• **REQUIRED WORK**: Gather every line below that contains the string "wristband", matching case exactly.

● ● ●

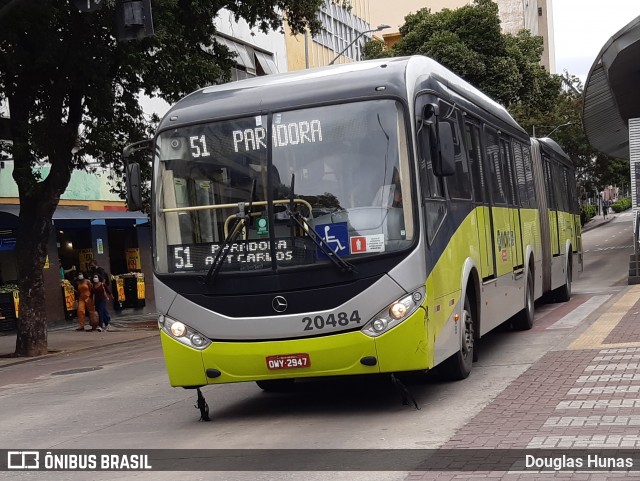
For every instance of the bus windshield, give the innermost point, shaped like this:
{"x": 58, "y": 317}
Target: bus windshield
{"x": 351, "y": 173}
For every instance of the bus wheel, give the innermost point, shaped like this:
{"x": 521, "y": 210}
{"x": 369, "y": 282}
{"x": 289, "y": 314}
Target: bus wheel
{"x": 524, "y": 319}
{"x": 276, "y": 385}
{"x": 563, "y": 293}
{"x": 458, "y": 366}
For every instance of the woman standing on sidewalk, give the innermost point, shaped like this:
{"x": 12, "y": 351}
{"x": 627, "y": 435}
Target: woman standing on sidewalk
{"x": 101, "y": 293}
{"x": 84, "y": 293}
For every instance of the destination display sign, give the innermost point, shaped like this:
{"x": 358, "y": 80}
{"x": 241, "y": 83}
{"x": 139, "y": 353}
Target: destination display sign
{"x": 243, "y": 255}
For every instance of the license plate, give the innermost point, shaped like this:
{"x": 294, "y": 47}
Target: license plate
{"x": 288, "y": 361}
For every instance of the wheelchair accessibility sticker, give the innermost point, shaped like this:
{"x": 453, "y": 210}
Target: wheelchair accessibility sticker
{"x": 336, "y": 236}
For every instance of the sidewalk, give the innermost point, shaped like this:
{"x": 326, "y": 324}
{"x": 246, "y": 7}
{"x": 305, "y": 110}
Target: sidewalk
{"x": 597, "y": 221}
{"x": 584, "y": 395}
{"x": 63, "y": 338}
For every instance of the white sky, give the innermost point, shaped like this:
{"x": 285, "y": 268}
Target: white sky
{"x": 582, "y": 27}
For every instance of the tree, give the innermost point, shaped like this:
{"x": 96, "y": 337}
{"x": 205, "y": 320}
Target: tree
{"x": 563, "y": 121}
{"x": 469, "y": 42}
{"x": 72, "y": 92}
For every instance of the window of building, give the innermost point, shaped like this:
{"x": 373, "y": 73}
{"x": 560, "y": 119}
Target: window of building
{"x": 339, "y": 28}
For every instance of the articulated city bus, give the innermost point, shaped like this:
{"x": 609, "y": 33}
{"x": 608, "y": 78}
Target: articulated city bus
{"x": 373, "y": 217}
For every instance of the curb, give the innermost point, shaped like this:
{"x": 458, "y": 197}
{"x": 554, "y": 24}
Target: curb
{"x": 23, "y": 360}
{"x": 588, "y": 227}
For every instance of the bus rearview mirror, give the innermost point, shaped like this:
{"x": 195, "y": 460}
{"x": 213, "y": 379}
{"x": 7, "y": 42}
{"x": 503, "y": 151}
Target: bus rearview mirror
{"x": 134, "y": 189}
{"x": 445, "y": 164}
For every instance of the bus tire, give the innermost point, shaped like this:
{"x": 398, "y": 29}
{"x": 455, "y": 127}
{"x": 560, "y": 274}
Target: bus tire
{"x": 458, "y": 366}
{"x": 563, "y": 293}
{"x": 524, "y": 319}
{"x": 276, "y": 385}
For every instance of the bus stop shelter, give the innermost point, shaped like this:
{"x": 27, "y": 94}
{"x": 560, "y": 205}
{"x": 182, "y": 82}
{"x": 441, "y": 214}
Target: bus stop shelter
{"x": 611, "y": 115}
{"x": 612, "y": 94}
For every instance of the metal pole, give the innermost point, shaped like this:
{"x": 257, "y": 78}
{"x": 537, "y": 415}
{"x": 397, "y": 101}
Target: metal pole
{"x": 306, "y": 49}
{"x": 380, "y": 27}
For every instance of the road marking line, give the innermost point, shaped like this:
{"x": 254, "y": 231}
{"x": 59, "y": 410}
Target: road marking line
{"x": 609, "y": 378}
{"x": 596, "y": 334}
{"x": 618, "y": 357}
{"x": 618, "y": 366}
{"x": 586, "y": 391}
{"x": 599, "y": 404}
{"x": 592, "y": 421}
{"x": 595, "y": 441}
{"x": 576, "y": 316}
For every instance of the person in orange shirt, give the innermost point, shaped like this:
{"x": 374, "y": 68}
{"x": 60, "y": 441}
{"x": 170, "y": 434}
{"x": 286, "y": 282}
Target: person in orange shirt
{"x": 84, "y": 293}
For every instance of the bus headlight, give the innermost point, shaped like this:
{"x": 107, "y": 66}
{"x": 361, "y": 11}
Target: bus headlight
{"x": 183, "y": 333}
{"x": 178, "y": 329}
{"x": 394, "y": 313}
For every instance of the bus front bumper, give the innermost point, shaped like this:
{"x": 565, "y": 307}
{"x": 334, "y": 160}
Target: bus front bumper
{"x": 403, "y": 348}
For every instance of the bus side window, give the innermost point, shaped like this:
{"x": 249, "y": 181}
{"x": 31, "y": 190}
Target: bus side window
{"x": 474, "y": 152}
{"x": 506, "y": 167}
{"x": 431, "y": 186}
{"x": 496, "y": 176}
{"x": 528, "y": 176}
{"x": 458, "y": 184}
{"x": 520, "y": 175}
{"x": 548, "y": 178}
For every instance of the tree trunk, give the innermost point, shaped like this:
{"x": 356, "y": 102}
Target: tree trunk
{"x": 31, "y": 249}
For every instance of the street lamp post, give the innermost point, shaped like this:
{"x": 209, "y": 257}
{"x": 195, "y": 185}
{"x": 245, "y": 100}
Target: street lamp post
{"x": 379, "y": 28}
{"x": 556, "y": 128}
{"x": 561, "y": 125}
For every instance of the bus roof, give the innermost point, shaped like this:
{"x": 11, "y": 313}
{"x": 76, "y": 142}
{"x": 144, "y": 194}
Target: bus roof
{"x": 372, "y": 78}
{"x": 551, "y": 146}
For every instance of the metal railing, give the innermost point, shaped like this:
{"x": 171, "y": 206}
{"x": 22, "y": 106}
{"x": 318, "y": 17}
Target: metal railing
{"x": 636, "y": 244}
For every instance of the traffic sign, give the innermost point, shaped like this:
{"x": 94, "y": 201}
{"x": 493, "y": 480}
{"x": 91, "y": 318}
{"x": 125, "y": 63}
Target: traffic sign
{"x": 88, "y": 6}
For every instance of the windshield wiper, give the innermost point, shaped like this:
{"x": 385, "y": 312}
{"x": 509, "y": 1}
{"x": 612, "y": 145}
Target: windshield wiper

● ● ●

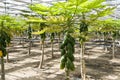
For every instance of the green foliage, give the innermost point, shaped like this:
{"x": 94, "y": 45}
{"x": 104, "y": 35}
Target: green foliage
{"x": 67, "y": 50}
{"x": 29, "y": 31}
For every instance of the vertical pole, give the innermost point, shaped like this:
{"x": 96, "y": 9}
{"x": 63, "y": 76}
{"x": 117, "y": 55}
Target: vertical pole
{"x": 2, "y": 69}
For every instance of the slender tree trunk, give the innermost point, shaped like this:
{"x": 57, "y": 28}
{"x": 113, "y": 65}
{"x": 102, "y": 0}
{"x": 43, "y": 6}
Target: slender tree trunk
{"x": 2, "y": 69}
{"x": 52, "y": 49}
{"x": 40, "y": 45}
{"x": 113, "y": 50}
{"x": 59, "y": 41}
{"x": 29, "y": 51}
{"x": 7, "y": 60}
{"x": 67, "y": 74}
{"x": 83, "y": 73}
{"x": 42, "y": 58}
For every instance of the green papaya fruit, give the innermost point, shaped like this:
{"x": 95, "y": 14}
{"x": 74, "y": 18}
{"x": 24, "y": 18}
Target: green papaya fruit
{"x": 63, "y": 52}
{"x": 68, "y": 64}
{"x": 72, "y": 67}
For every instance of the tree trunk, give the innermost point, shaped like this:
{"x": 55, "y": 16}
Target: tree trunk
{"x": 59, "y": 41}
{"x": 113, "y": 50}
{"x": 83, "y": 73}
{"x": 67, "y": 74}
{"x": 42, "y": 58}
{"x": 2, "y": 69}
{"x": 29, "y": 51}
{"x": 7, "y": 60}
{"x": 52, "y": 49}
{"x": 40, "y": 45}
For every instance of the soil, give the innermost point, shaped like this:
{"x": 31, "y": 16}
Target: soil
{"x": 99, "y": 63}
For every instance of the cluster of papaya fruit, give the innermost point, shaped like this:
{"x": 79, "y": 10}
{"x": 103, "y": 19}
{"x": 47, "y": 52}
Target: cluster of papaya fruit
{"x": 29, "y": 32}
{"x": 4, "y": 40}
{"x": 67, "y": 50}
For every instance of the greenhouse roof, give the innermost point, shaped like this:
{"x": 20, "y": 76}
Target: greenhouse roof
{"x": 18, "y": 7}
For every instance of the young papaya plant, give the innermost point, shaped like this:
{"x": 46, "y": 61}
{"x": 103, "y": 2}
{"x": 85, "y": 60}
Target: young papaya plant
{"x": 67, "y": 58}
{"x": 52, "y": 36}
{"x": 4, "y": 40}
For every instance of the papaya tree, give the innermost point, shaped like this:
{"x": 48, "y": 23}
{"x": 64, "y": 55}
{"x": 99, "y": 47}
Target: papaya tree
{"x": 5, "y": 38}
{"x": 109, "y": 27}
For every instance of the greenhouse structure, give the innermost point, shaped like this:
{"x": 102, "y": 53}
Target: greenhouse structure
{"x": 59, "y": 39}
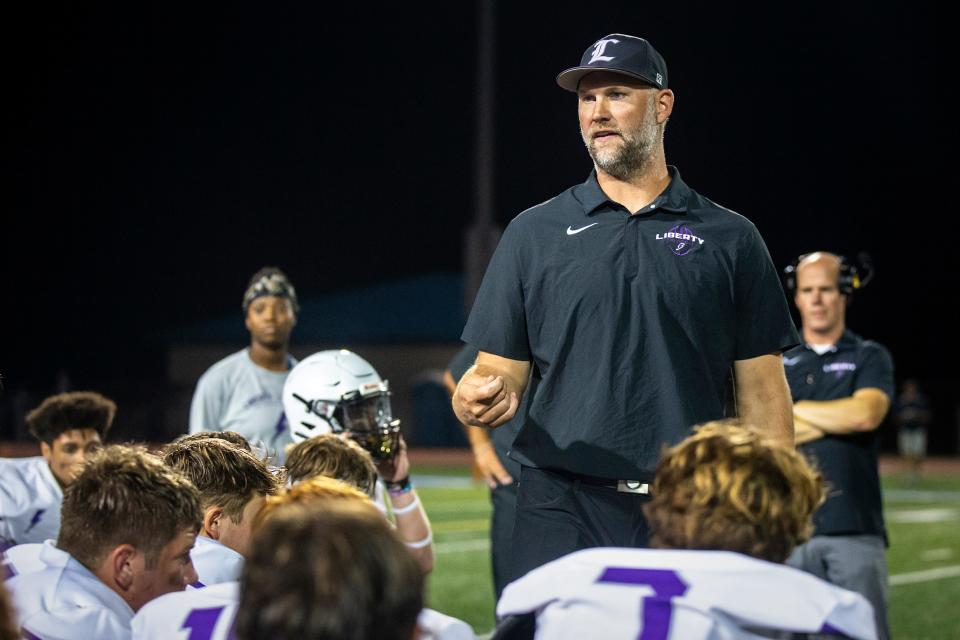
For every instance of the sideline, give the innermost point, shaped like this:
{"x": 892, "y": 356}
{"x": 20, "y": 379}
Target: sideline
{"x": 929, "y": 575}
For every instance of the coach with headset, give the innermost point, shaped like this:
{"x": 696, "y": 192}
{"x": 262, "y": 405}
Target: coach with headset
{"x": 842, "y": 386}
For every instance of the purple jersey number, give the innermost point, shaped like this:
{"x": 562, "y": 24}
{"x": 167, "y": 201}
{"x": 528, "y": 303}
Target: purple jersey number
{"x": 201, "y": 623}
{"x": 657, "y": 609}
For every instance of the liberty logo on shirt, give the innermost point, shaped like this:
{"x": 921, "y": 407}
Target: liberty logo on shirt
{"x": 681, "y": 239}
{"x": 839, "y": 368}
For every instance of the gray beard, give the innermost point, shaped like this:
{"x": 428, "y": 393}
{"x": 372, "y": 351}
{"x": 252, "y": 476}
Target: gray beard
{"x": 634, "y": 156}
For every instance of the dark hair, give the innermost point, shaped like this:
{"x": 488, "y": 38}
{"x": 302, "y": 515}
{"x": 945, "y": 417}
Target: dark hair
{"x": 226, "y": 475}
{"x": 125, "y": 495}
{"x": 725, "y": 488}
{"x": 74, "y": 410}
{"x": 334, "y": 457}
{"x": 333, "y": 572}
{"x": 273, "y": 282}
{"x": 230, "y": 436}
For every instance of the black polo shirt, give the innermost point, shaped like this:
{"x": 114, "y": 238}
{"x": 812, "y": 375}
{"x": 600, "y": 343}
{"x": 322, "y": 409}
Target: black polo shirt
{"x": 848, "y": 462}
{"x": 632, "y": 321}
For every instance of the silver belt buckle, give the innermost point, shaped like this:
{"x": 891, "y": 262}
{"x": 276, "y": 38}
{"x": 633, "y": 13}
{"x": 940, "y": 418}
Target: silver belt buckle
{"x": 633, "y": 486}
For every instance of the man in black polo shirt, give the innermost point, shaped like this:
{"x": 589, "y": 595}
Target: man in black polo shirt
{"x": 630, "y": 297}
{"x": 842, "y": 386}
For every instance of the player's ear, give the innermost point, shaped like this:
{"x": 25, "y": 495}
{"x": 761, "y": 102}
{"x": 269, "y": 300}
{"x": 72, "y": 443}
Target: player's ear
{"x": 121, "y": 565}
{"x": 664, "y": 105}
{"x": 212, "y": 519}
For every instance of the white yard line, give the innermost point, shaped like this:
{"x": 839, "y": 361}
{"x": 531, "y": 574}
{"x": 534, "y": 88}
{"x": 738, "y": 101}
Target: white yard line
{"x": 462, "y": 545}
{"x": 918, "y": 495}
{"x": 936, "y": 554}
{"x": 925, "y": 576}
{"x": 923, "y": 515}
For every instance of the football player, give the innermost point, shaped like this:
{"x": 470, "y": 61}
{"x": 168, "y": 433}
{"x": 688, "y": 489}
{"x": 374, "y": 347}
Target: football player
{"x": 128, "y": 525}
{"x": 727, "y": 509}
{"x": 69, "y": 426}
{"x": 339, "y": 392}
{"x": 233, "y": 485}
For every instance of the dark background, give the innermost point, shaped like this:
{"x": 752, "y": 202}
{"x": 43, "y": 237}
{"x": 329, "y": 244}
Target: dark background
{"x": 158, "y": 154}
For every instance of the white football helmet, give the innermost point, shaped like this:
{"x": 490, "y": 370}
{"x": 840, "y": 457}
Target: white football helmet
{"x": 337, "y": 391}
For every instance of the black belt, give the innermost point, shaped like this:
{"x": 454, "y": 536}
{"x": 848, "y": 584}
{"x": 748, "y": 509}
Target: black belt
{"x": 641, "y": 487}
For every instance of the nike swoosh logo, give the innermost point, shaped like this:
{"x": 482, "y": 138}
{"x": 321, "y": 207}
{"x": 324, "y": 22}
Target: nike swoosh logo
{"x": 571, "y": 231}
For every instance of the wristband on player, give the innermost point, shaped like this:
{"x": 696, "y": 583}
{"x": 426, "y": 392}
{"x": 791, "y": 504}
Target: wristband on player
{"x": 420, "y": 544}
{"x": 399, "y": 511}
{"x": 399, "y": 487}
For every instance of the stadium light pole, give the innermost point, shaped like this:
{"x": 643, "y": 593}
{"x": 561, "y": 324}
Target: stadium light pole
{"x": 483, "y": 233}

● ● ●

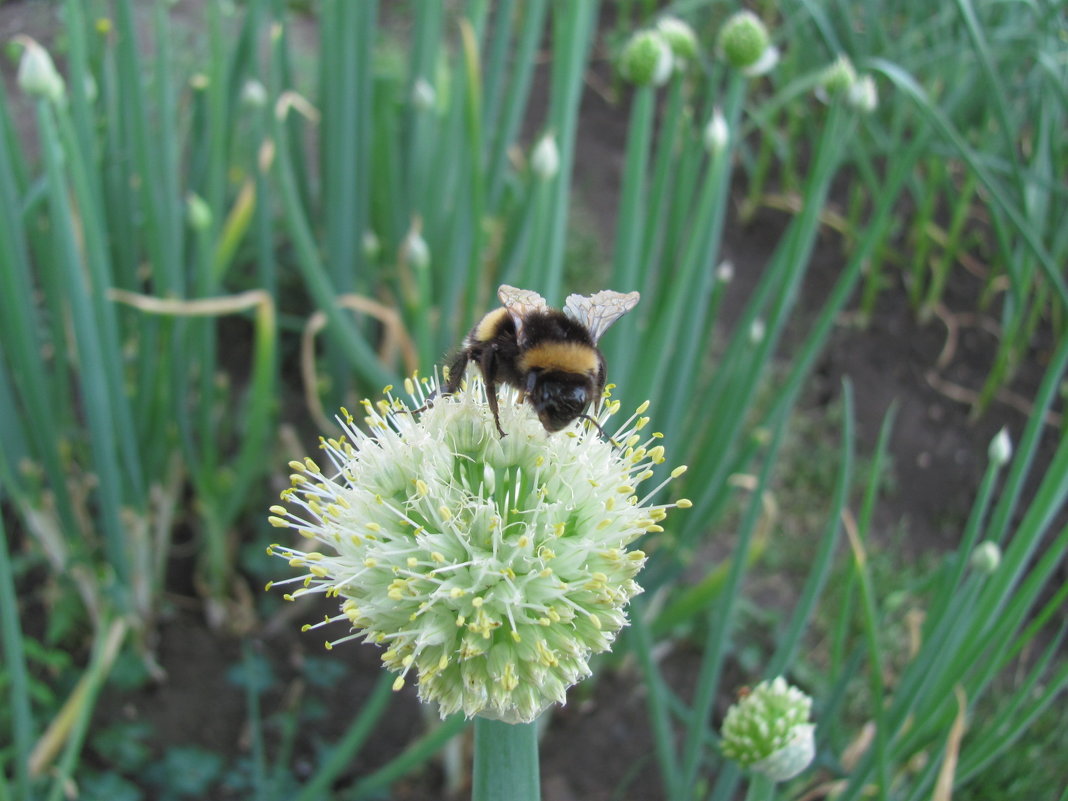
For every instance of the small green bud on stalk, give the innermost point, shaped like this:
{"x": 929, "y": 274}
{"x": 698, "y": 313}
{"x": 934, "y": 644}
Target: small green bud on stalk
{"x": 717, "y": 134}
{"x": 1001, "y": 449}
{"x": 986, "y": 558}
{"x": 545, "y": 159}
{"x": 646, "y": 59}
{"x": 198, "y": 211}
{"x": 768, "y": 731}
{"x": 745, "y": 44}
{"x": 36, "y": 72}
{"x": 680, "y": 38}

● ● ●

• **COMPLETE RESPONSE**:
For every instance of the wristband on player, give the innermost point, shaped like this:
Target: wristband on player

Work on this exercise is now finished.